## [RAW DATA]
......
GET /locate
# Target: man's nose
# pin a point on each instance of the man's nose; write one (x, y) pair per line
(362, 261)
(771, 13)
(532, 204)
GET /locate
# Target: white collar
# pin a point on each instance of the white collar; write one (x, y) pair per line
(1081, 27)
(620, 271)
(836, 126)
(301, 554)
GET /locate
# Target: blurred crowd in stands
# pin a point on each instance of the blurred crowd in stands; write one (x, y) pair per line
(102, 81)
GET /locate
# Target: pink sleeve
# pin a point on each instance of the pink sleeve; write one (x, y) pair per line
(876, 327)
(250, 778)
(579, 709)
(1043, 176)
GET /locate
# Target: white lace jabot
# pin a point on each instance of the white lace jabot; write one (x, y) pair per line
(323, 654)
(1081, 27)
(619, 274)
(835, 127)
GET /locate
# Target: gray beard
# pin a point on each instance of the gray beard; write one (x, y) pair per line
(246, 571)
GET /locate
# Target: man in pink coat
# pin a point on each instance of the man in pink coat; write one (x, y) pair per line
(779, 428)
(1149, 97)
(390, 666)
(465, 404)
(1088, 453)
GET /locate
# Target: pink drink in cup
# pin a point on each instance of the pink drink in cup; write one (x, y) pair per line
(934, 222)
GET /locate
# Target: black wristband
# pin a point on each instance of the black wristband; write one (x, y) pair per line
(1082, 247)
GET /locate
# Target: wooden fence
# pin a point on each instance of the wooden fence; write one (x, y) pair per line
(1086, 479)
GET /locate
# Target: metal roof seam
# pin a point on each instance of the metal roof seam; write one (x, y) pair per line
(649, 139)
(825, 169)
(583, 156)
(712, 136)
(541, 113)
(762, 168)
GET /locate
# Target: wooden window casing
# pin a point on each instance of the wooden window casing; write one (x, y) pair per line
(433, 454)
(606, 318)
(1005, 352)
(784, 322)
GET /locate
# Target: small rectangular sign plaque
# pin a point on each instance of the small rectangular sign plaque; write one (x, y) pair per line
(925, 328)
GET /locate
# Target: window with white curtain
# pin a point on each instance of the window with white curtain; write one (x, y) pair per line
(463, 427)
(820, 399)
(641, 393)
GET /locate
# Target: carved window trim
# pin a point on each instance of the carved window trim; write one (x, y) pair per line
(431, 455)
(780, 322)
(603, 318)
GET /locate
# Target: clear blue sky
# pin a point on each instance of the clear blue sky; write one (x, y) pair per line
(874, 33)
......
## [EXERCISE BRIEF]
Copy every line of the data above, word for word and with no changes.

## [COMPLETE RESPONSE]
GET /locate
# Target: man's nose
# pin a point on each instance of the man's nose; write one (x, y) pair per line
(362, 261)
(771, 13)
(532, 204)
GET /locate
# Target: white collar
# pin a point on each instance of the white collar; write one (x, y) pair per line
(1081, 27)
(620, 271)
(836, 126)
(301, 554)
GET /locate
# Target: blurred crowd in stands
# pin a point on each instance of the blurred crowd in stands; write one (x, y) pair per line
(102, 81)
GET /locate
# Target: pink sleeve
# pin a point on each instance of the pink sleeve; write one (x, y) pair per line
(876, 327)
(250, 778)
(579, 709)
(1043, 176)
GET /locate
# Target: white lace jabot
# pin a point on each instance of the white lace jabot; write one (x, y) pair per line
(323, 654)
(1081, 27)
(619, 274)
(835, 127)
GET /locate
# Target: gray beard
# pin a point on each instance of the gray beard; write one (x, y) pair per line
(246, 571)
GET /locate
# Target: man in pink coat
# pin a point on each instance of the man in pink coat; write one (x, y) pair per line
(779, 428)
(1149, 97)
(390, 666)
(465, 404)
(1088, 453)
GET /locate
# Target: pink drink in cup
# pin a point on each instance of the pink drink in cup; write one (x, y) pair per line
(934, 222)
GET /locate
# Target: black wristband
# pin a point on each instance of the black wristband; write one (x, y) pair per line
(1082, 247)
GET /locate
# Target: wooden fence
# pin a point on each instance of the wooden fence; write one (x, y) pair per line
(1086, 479)
GET /locate
# Target: metal roof seam
# pin a point on each instance of the metal roof seam; write one (x, y) pair per line
(649, 139)
(825, 169)
(583, 156)
(712, 136)
(541, 113)
(762, 168)
GET /locate
# Target: wooden window casing
# pin a point on each instance of the wooden window casing; write one (x, y) pair per line
(433, 454)
(606, 318)
(1005, 352)
(784, 322)
GET /locate
# Target: small rectangular sign plaque
# pin a point on each instance of the small rectangular sign plaque; write one (x, y) pair per line
(925, 328)
GET /locate
# Target: window with white curtain
# pin a point on each instance of the window with white curtain; write one (x, y) pair per line
(463, 427)
(820, 399)
(641, 393)
GET /locate
# Target: carved window trim
# pin a point on each instance of the carved window trim; write one (x, y) pair per line
(431, 455)
(780, 322)
(603, 318)
GET /locate
# Target: clear blue sky
# pin a point on each instance of the clear blue sky; write one (x, y) pair per line
(874, 33)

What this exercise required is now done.